# Given task 1:
Print the section of the pull request discussion below, starting at "Why are these" and ending at "a 'false' value.".

# Passage shown:
<<<<

Skip to content

Conversation

@Yicheng-Lu-llll
Copy link
Member

@Yicheng-Lu-llll Yicheng-Lu-llll commented Feb 26, 2023

Why are these changes needed?

This PR:

  1. Inject the --block option to the ray start command automatically if the user has not set the -- block option. See Remove ray-cluster.without-block.yaml #675 and [Feature][Docs] Explain how to specify container command for head pod #912 (comment)
  2. According to ray start options document, there are many parameters that the user should be able to set in the format 'parameters': 'true' or 'parameters': 'false' (e.g --block, --disable-usage-stats) in rayStartParams. However, kuberay can not handle(will fail to run all the pods) if the user set 'parameters': 'false' in rayStartParams. This PR enables the user to set a 'false' value.

Prove that Without --block, it may take a much longer time to detect the unhealthy condition and restart the pod:

You can find without_block.yaml and with_block.yaml here.

# without block case:
# Create head and worker pod
# Note, we need to enable Fault Tolerance. readiness probe and Liveness probe will only be installed if Fault Tolerance is enabled. 
# See https://github.com/ray-project/kuberay/blob/master/docs/guidance/gcs-ft.md
kubectl apply -f /home/lyc/without_block.yaml
#  ulimit -n 65536; ray start  --num-cpus=1  --metrics-export-port=8080  --address=raycluster-external-redis-head-svc:6379  && sleep infinity
#  ulimit -n 65536; ray start --head  --num-cpus=1  --metrics-export-port=8080  --dashboard-host=0.0.0.0  && sleep infinity

# kill gcs server, the pod will continue running.
# Note, you can also do ray stop -f to kill all the ray processes.
# The pod will always continue running due to "sleep infinity" process.
date && kubectl exec -it $(kubectl get pods -o=name | grep head) --  pkill gcs_server
# list all event based on the happening time and see when the liveness probe fail
kubectl get events --sort-by='{.metadata.creationTimestamp}' -o yaml | grep -E 'message|firstTimestamp' 
# get pod's last exit time
kubectl get  $(kubectl get pods -o=name | grep head) -o yaml | grep finishedAt
# get pod's restart time
kubectl get  $(kubectl get pods -o=name | grep head) -o yaml | grep startedAt


# I have run the above three times, here is the result:

#   kill gcs server at :                   Sun Feb 26 04:59:39 UTC 2023
#   liveness probe/readness probe fail at: "2023-02-26T05:01:41Z"
#   pod finishedAt :                       "2023-02-26T05:04:04Z"
#   pod restartedAt:                       "2023-02-26T05:04:04Z"

>>>>

# Given task 2:
Rewrite every line of the records below, starting at the line that contains "Note: the class marks the upholstered" and ending at the line that contains "Note: the class marks the closet", both included, and shift each coordinate by adding -89 to it. Give only those lines.

# Stored data:
<<<<

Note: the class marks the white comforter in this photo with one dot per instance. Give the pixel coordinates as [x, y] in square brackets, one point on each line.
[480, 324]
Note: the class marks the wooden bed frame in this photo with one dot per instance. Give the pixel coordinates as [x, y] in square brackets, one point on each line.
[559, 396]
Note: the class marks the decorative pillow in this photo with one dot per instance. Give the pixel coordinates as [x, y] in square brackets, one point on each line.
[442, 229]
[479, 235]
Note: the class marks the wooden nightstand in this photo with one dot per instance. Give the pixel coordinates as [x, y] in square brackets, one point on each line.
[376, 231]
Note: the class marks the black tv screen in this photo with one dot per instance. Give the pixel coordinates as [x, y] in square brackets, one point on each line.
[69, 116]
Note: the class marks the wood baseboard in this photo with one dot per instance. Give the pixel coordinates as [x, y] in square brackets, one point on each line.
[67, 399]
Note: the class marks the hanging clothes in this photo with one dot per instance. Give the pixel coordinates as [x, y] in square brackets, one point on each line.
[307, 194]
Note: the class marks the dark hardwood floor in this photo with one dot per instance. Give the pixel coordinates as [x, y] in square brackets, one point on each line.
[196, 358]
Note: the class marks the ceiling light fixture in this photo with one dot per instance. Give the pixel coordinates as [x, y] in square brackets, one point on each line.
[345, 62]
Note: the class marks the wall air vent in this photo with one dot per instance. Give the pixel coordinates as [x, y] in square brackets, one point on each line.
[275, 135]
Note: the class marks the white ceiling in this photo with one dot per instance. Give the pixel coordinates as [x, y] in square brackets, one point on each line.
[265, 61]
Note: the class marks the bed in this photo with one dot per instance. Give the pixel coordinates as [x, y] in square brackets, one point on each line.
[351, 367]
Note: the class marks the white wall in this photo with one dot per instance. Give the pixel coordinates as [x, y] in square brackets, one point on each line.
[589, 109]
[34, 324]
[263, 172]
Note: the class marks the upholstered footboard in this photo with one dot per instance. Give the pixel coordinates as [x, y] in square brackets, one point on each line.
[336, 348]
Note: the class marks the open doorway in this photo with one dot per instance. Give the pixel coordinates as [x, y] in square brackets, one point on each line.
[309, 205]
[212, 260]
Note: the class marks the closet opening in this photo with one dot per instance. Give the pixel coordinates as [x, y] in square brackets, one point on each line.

>>>>
<<<<

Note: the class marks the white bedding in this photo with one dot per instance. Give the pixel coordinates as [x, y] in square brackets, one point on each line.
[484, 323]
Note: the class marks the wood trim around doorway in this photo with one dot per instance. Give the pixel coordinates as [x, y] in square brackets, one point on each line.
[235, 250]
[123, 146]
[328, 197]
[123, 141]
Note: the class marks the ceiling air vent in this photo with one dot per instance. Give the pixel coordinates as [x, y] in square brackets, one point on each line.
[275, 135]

>>>>

# Complete answer 1:
Why are these changes needed?

This PR:

  1. Inject the --block option to the ray start command automatically if the user has not set the -- block option. See Remove ray-cluster.without-block.yaml #675 and [Feature][Docs] Explain how to specify container command for head pod #912 (comment)
  2. According to ray start options document, there are many parameters that the user should be able to set in the format 'parameters': 'true' or 'parameters': 'false' (e.g --block, --disable-usage-stats) in rayStartParams. However, kuberay can not handle(will fail to run all the pods) if the user set 'parameters': 'false' in rayStartParams. This PR enables the user to set a 'false' value.

# Complete answer 2:
Note: the class marks the upholstered footboard in this photo with one dot per instance. Give the pixel coordinates as [x, y] in square brackets, one point on each line.
[247, 259]
Note: the class marks the open doorway in this photo with one dot per instance. Give the pixel coordinates as [x, y] in square brackets, one point on each line.
[220, 116]
[123, 171]
Note: the class marks the closet opening in this photo with one dot per instance. Give the pixel coordinates as [x, y] in square brackets, one point on each line.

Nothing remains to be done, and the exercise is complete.